● **Provided text**
_ _ _

Gout Gout, the fastest teen ever in the 200m, got his start when a coach saw him running around with friends

Australian sprinter Gout Gout thought he was in trouble when his school’s “cranky” track coach called him over for a chat six years ago.

But track coach Di Sheppard had no intention of scolding Gout, who she’d spotted running around with friends. Sheppard thought Gout was a star in the making and, in the years since, she’s been proven correct. Gout, now 18, has a slew of trophies, medals and both national and world records to his name.

“It’s a pretty crazy dynamic when you think about it. The old White lady and a young Black kid, you know? It’s a crazy dynamic,” Gout said. “But turns out it works perfectly, and [I] wouldn’t have it any other way.”

The Sheppard-Gout dynamic

Gout, the son of South Sudanese immigrants and one of seven kids in the family, was a student at Ipswich Grammar School in Queensland, Australia, when he met Sheppard, who had no formal track background when she started working at the school.

“I looked at him and just went, ‘Oh my God.’ Something just gut punchy. It was just like, ‘This kid’s the real deal,'” Sheppard, now a grandmother in her 60s, said.

She told the school’s headmaster she’d make Gout a star.

“He thought I was mucking around,” Sheppard said.

But the coach never mucks around. She’s stayed with Gout in the years since and is the only coach he’s ever had.

“Our personalities kinda filter off each other,” Gout said. “We’re all on the same level, and we’re all learning. So it’s a great relationship.”

As Gout’s star has risen, attention has come with it.

“I don’t like the attention. It’s not my cup of tea. Gout handles it totally different to me. But good cop, bad cop,” Sheppard said.

Predictably, brands have come calling. An Adidas deal reportedly pays Gout a base of more than $4 million over eight years. Sheppard wasn’t worried the money would change her dynamic with Gout.

“I think the only time we’ll have trouble is if it’s a girl that I don’t like,” she said.

What makes Gout so fast

Sheppard has coached Gout as he’s grown and gone through puberty. When she met Gout, he walked high on his toes. The coach spent six months working on the way Gout walked, wanting to get his heel down.

“He’s a kid. And he’s got so much more physical development,” Sheppard said. “He only really hit puberty in the last 12 to 18 months, basically.”

Gout’s physique is unique for someone known for the 200-meter sprint; it’s more befitting a runner of longer distances. He’s 6 feet tall and weighs less than 150 pounds.

The teen can struggle getting off the starting blocks, but he excels at mid-race speed endurance, with an ability to sustain top speed of roughly 25 mph.

Sheppard worries about possible injury or burnout as Gout grows. Sprinters typically don’t hit peak performance until their mid-20s.

“If I tried to make him super quick now I’d break him,” she said.

Dylan Hicks, a movement scientist at Flinders University in Adelaide, Australia, recently published a paper on sprinting. He says that Gout excels at releasing the explosive energy stored in his Achilles tendons.

“And he creates the height. So we see him sort of bouncing his way down the track and using less steps than everybody else,” Hicks said.

_ _ _

● **Given information**
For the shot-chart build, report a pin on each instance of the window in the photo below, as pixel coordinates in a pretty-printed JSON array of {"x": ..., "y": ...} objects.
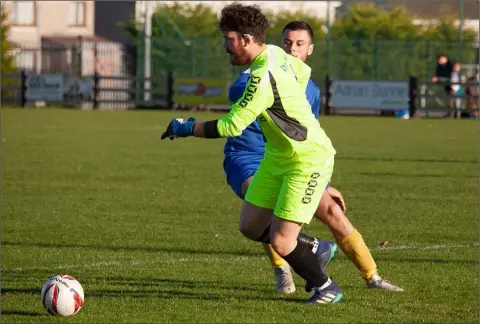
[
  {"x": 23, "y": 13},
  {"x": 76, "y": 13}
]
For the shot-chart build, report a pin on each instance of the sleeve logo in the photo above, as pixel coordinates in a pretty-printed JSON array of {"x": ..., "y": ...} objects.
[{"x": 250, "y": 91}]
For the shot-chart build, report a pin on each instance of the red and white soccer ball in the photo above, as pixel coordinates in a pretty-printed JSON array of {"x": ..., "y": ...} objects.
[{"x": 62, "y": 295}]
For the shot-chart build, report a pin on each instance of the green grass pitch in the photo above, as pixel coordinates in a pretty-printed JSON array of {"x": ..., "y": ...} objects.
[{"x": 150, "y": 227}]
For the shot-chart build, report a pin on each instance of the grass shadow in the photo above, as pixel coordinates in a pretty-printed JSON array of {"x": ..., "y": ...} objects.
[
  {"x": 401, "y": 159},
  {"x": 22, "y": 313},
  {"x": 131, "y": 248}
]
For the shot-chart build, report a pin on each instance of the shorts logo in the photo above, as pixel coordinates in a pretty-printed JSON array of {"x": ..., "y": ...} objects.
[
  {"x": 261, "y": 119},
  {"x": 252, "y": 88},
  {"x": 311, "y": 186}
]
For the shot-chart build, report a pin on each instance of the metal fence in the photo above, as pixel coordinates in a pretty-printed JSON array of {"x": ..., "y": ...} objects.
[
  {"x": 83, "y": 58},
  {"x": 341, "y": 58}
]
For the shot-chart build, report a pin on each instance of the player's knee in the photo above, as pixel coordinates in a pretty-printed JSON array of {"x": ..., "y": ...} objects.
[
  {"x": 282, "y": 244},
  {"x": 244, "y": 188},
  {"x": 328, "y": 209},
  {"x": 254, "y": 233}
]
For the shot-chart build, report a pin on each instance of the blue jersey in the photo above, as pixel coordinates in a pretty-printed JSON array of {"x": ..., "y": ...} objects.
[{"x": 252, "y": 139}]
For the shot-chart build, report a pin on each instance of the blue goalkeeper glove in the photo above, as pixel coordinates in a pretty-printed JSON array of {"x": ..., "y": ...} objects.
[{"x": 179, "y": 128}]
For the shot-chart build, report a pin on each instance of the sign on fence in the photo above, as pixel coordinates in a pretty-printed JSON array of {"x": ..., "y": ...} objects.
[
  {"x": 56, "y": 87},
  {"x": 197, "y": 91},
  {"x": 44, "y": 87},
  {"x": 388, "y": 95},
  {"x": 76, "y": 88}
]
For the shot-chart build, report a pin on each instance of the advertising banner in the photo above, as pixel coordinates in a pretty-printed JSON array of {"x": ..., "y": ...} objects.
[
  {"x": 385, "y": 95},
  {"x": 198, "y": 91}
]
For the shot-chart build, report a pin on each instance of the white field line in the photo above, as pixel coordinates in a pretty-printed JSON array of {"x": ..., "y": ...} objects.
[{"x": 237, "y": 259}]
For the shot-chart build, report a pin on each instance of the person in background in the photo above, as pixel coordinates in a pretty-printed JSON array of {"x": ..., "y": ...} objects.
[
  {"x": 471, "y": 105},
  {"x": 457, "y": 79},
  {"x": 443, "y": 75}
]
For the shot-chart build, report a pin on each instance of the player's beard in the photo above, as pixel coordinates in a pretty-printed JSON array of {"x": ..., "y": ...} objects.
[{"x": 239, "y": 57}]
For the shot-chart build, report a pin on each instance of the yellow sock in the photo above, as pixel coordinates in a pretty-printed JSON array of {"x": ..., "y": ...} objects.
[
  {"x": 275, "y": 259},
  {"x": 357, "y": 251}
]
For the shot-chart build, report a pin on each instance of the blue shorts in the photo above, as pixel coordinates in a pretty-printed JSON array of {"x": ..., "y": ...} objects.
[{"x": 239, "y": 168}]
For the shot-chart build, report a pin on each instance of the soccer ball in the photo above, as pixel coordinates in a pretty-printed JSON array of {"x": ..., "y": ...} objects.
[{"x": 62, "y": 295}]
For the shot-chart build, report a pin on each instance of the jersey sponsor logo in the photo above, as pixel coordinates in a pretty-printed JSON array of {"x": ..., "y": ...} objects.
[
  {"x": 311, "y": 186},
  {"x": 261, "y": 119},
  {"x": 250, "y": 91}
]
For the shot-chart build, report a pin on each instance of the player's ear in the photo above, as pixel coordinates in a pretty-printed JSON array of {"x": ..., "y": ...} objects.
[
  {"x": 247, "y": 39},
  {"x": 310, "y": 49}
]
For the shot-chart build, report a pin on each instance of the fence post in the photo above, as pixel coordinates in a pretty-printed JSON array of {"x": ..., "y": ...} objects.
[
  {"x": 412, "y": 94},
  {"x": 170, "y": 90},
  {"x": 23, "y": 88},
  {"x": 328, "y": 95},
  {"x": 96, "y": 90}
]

_ _ _

● **What is being asked**
In the Gout Gout article, how long did Sheppard spend working on the way Gout walked?

● **Written answer**
Six months.